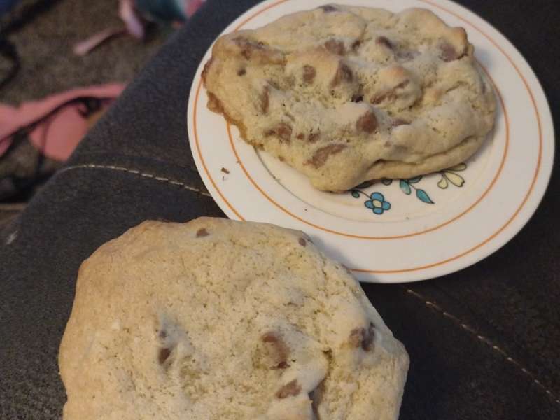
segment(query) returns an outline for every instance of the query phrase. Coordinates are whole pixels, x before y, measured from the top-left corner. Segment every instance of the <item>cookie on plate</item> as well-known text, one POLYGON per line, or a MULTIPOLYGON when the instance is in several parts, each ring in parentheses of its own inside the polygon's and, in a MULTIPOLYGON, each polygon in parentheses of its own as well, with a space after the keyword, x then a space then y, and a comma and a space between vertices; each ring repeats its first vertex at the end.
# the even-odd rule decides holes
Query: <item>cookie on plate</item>
POLYGON ((344 191, 476 152, 496 104, 473 49, 427 10, 329 5, 221 36, 202 78, 247 142, 344 191))
POLYGON ((408 356, 302 232, 145 222, 80 269, 66 420, 398 416, 408 356))

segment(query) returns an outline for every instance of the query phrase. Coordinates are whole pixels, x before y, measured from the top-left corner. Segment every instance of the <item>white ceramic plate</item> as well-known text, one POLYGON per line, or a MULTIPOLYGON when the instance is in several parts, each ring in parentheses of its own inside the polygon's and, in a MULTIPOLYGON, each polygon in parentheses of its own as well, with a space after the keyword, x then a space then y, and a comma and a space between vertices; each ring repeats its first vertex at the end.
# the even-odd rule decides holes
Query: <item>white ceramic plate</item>
MULTIPOLYGON (((201 72, 188 104, 188 134, 206 186, 231 218, 307 232, 363 281, 398 283, 442 276, 488 256, 528 221, 542 197, 554 158, 550 111, 515 48, 472 12, 446 0, 339 0, 400 11, 432 10, 465 28, 498 97, 494 132, 463 164, 412 180, 376 182, 345 194, 322 192, 286 164, 257 151, 208 110, 201 72)), ((270 0, 225 31, 255 28, 324 0, 270 0)))

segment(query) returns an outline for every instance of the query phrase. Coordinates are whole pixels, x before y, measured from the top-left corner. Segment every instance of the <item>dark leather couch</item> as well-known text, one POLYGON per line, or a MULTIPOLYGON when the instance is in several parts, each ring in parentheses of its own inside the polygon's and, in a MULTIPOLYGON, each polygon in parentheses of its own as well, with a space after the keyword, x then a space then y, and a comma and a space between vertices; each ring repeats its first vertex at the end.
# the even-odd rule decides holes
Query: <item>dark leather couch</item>
MULTIPOLYGON (((209 0, 0 230, 0 419, 60 418, 57 355, 82 260, 145 219, 223 216, 194 190, 205 191, 187 142, 187 95, 214 38, 253 3, 209 0)), ((526 57, 557 123, 557 2, 461 3, 526 57)), ((364 286, 410 354, 403 420, 560 419, 559 180, 554 170, 533 218, 481 262, 420 284, 364 286)))

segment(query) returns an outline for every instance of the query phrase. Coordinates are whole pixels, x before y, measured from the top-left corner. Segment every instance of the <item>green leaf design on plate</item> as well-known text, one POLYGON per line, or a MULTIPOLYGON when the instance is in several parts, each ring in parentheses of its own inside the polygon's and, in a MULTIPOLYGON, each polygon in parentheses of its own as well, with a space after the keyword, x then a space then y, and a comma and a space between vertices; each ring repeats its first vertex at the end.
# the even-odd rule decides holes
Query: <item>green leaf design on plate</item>
POLYGON ((420 175, 419 176, 414 176, 414 178, 411 178, 410 179, 407 179, 407 182, 408 183, 416 183, 422 179, 422 176, 420 175))
POLYGON ((432 199, 430 198, 430 196, 428 195, 428 193, 424 191, 424 190, 416 190, 416 196, 421 200, 425 203, 428 203, 428 204, 433 204, 434 202, 432 201, 432 199))
POLYGON ((438 183, 438 186, 444 190, 449 185, 449 183, 447 182, 447 178, 445 178, 445 175, 442 174, 442 178, 440 180, 440 182, 438 183))
POLYGON ((410 184, 409 184, 406 181, 401 179, 400 182, 398 183, 398 186, 400 187, 401 190, 402 190, 402 192, 407 195, 410 195, 410 192, 412 192, 410 190, 410 184))

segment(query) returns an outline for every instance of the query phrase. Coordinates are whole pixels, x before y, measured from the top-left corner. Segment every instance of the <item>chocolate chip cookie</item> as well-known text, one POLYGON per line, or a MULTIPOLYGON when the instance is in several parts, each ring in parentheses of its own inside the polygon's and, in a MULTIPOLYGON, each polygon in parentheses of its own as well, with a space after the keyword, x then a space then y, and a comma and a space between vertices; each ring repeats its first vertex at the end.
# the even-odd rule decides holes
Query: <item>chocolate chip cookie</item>
POLYGON ((80 269, 66 420, 397 419, 408 356, 303 232, 145 222, 80 269))
POLYGON ((496 102, 473 50, 428 10, 328 5, 221 36, 202 76, 243 139, 340 192, 481 146, 496 102))

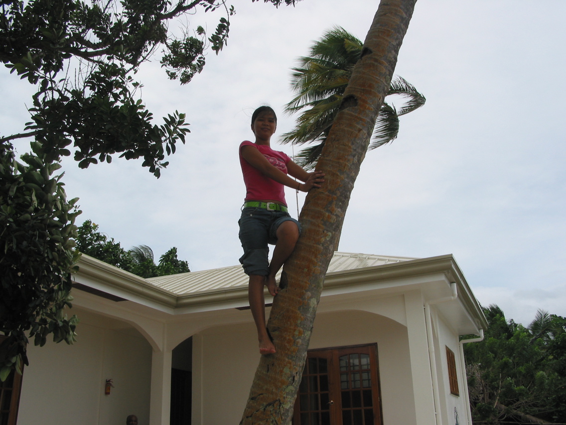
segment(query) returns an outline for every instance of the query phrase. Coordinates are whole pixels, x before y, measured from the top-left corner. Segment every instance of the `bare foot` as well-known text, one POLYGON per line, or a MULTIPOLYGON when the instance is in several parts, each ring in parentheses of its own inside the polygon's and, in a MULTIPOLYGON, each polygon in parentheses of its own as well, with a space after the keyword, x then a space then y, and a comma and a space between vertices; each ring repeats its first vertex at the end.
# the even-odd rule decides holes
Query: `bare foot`
POLYGON ((275 281, 275 276, 268 275, 265 277, 265 286, 267 287, 267 290, 269 291, 272 296, 275 296, 279 292, 279 287, 277 286, 277 283, 275 281))
POLYGON ((259 354, 273 354, 275 353, 275 346, 273 343, 268 338, 267 339, 260 340, 259 341, 259 354))

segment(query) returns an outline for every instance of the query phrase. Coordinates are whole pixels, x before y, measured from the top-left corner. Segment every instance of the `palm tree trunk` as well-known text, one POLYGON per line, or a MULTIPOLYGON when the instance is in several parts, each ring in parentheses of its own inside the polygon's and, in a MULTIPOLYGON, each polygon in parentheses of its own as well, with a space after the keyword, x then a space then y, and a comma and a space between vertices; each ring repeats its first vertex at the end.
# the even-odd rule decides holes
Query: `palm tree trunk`
POLYGON ((271 309, 277 352, 261 356, 242 425, 290 423, 324 276, 416 1, 382 0, 374 18, 316 167, 325 181, 307 196, 303 232, 271 309))

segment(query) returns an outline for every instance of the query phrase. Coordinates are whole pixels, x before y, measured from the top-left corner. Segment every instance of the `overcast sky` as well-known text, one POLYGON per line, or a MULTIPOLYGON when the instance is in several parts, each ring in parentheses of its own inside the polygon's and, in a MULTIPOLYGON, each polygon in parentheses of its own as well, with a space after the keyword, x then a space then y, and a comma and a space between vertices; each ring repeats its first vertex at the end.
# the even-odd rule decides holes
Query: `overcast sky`
MULTIPOLYGON (((277 111, 292 127, 290 69, 325 30, 362 40, 375 0, 303 0, 276 9, 233 0, 228 44, 180 86, 158 58, 138 76, 156 117, 187 113, 191 133, 157 180, 141 162, 115 158, 80 170, 64 164, 69 197, 122 246, 171 246, 192 270, 238 264, 245 195, 238 146, 252 139, 253 110, 277 111)), ((426 104, 401 118, 398 139, 368 154, 339 250, 428 257, 453 254, 479 301, 528 325, 537 309, 566 316, 566 2, 420 0, 396 74, 426 104)), ((191 16, 191 26, 216 23, 191 16)), ((0 71, 0 129, 28 121, 28 84, 0 71)), ((273 139, 272 139, 273 141, 273 139)), ((22 153, 27 142, 18 141, 22 153)), ((275 147, 275 143, 272 146, 275 147)), ((290 146, 278 148, 289 155, 290 146)), ((294 192, 287 192, 296 216, 294 192)), ((299 198, 299 208, 303 198, 299 198)))

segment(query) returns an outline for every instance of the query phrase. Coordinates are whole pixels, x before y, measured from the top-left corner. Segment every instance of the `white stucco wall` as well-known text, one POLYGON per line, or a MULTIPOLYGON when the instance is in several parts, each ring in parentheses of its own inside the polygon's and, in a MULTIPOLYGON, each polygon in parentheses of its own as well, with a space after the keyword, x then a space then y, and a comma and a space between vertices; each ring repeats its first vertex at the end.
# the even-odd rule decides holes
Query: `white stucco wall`
POLYGON ((80 318, 73 345, 28 347, 18 425, 123 425, 149 417, 152 349, 142 335, 116 321, 74 310, 80 318), (104 394, 106 379, 114 388, 104 394))
MULTIPOLYGON (((438 314, 434 315, 435 323, 439 331, 437 358, 439 390, 442 406, 443 425, 456 425, 456 414, 459 425, 468 425, 468 411, 469 404, 466 397, 465 386, 468 385, 466 378, 462 376, 462 363, 464 359, 460 355, 458 337, 454 333, 449 324, 438 314), (450 381, 448 377, 448 360, 446 357, 446 347, 454 353, 456 364, 456 374, 458 377, 459 396, 450 393, 450 381)), ((435 347, 435 350, 437 349, 435 347)), ((469 425, 471 425, 469 424, 469 425)))
MULTIPOLYGON (((384 424, 415 423, 406 328, 367 312, 320 313, 311 348, 378 343, 384 424)), ((193 423, 238 423, 259 360, 252 323, 193 337, 193 423)))

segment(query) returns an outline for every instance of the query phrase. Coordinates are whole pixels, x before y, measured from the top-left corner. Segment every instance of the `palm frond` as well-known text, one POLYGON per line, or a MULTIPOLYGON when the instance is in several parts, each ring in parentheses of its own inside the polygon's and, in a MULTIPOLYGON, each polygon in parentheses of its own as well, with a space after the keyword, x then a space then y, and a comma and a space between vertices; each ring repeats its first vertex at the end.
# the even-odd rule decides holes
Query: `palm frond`
POLYGON ((552 318, 548 312, 539 309, 535 314, 534 320, 531 322, 528 329, 533 335, 531 341, 536 341, 539 338, 548 338, 552 330, 552 318))
POLYGON ((375 121, 374 135, 368 149, 375 149, 392 142, 397 138, 398 133, 398 114, 395 108, 384 102, 375 121))
POLYGON ((148 260, 153 262, 153 251, 147 245, 134 246, 128 252, 137 264, 142 264, 148 260))
POLYGON ((295 156, 294 161, 306 170, 314 169, 323 147, 324 147, 324 141, 302 149, 295 156))
POLYGON ((417 109, 426 101, 426 99, 419 93, 415 86, 408 82, 402 76, 397 75, 391 81, 387 96, 399 95, 404 97, 405 103, 397 109, 397 115, 405 115, 417 109))
MULTIPOLYGON (((330 129, 338 113, 352 70, 362 54, 362 42, 341 27, 334 27, 314 42, 307 56, 299 57, 292 69, 291 90, 295 96, 285 105, 285 113, 297 112, 295 127, 282 136, 283 143, 315 143, 301 150, 297 162, 306 169, 316 164, 330 129)), ((387 96, 402 98, 397 108, 384 103, 376 120, 368 149, 395 140, 399 132, 399 116, 422 106, 426 99, 414 86, 397 76, 387 96)))

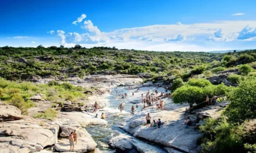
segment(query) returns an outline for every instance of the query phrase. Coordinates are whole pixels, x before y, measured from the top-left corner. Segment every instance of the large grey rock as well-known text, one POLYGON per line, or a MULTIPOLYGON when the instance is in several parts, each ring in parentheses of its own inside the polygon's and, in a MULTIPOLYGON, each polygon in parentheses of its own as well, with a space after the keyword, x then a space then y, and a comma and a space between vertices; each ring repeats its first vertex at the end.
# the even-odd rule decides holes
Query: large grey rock
POLYGON ((23 118, 22 111, 10 105, 0 105, 0 122, 20 119, 23 118))
POLYGON ((165 150, 143 143, 125 134, 119 134, 112 138, 109 144, 113 148, 118 148, 122 151, 135 150, 138 152, 143 153, 166 153, 165 150))

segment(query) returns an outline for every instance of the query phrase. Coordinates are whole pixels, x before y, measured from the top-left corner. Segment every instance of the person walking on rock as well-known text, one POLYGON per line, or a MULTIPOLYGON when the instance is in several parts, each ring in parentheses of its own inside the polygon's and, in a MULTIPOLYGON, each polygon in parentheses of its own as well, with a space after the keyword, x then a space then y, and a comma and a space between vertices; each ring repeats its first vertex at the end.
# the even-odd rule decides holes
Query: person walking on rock
POLYGON ((133 105, 131 107, 131 116, 134 115, 134 107, 133 107, 133 105))
POLYGON ((74 142, 76 142, 76 144, 77 144, 77 134, 76 133, 76 130, 74 130, 74 133, 73 133, 72 135, 73 135, 73 138, 74 139, 74 142))
POLYGON ((69 135, 69 145, 70 145, 70 150, 69 151, 74 150, 74 138, 73 137, 73 132, 71 132, 71 133, 69 135))
POLYGON ((120 111, 122 112, 122 111, 123 111, 123 104, 122 103, 119 105, 119 107, 118 107, 118 109, 119 109, 120 111))
POLYGON ((151 119, 151 117, 150 115, 150 113, 148 113, 148 115, 146 116, 147 127, 150 127, 150 119, 151 119))

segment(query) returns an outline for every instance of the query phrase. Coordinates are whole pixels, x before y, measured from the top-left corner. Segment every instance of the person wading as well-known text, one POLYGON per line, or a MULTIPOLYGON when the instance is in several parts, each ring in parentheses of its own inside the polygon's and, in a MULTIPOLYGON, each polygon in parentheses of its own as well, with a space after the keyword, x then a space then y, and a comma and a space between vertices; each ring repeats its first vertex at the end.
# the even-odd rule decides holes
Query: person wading
POLYGON ((69 135, 69 145, 70 145, 70 150, 69 151, 74 150, 74 138, 73 136, 73 132, 71 132, 70 134, 69 135))
POLYGON ((122 111, 123 111, 123 104, 122 103, 119 105, 119 107, 118 107, 118 109, 119 109, 120 111, 122 112, 122 111))
POLYGON ((151 117, 150 116, 150 114, 148 113, 148 115, 146 116, 147 127, 150 127, 150 119, 151 119, 151 117))

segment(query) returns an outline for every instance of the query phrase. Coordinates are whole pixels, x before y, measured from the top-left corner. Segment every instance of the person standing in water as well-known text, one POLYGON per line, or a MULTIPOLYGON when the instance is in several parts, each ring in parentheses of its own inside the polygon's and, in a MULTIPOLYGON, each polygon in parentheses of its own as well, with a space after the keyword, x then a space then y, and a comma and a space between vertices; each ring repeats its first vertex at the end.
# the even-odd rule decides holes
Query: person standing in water
POLYGON ((73 133, 72 135, 73 135, 73 138, 74 139, 74 143, 76 142, 76 144, 77 144, 77 134, 76 133, 76 130, 74 130, 74 133, 73 133))
POLYGON ((148 115, 146 116, 147 127, 150 127, 150 119, 151 119, 151 117, 150 115, 150 113, 148 113, 148 115))
POLYGON ((121 103, 121 104, 119 105, 119 107, 118 107, 118 109, 119 109, 119 110, 120 110, 120 111, 122 112, 122 111, 123 111, 123 104, 121 103))
POLYGON ((69 145, 70 145, 70 150, 69 151, 73 150, 74 147, 74 138, 72 134, 73 132, 71 132, 71 133, 69 135, 69 145))
POLYGON ((134 107, 133 107, 133 105, 131 107, 131 116, 134 115, 134 107))

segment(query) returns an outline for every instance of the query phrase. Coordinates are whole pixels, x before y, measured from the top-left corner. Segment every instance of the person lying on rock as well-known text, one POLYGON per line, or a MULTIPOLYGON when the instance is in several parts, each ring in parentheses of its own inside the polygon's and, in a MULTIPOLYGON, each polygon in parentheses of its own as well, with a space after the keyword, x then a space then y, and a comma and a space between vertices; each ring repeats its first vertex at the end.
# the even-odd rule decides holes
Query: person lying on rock
POLYGON ((101 119, 105 119, 106 117, 104 115, 104 114, 102 112, 102 114, 101 114, 101 119))
POLYGON ((146 116, 147 127, 150 127, 150 119, 151 119, 151 117, 150 115, 150 113, 148 113, 148 115, 146 116))
POLYGON ((73 133, 72 135, 73 135, 73 138, 74 139, 74 142, 76 142, 76 144, 77 144, 77 134, 76 133, 76 130, 74 130, 74 132, 73 133))
POLYGON ((70 145, 70 150, 69 151, 74 150, 74 138, 73 137, 73 132, 71 132, 70 134, 69 135, 69 145, 70 145))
•••
- WHAT THIS TASK INVOLVES -
Start at the line that contains "of the <item>green" and stop after the line that contains "POLYGON ((410 184, 409". Give those lines again with "leaf" switched to "vine" and everything else left unchanged.

- FINAL RESULT -
segment(query) returns an outline for every instance of the query phrase. Coordinates are whole pixels, x before y, measured from the top-left corner. Segment every instance of the <item>green vine design on plate</item> as well-known text, one POLYGON per line, or a MULTIPOLYGON when the instance is in several parts, each ring in parentheses of its own inside the polygon's and, in a MULTIPOLYGON, each polygon in parentheses of its own as well, with a space after the keyword, x then a space then y, and a comma and a space between vertices; each ring repeats its first vertex at the end.
# the even-odd rule decides holes
Query: <item>green vine design on plate</item>
POLYGON ((420 175, 419 176, 414 176, 414 178, 411 178, 410 179, 407 179, 407 182, 408 183, 416 183, 422 179, 422 176, 420 175))
POLYGON ((432 199, 430 198, 430 196, 428 195, 428 193, 424 191, 424 190, 416 190, 416 196, 421 200, 425 203, 428 203, 428 204, 433 204, 434 202, 432 201, 432 199))
POLYGON ((438 183, 438 186, 444 190, 449 185, 449 183, 447 182, 447 178, 445 178, 445 175, 442 174, 442 178, 440 180, 440 182, 438 183))
POLYGON ((410 184, 409 184, 406 181, 401 179, 400 182, 398 183, 398 186, 400 187, 401 190, 402 190, 402 192, 407 195, 410 195, 410 192, 412 192, 410 190, 410 184))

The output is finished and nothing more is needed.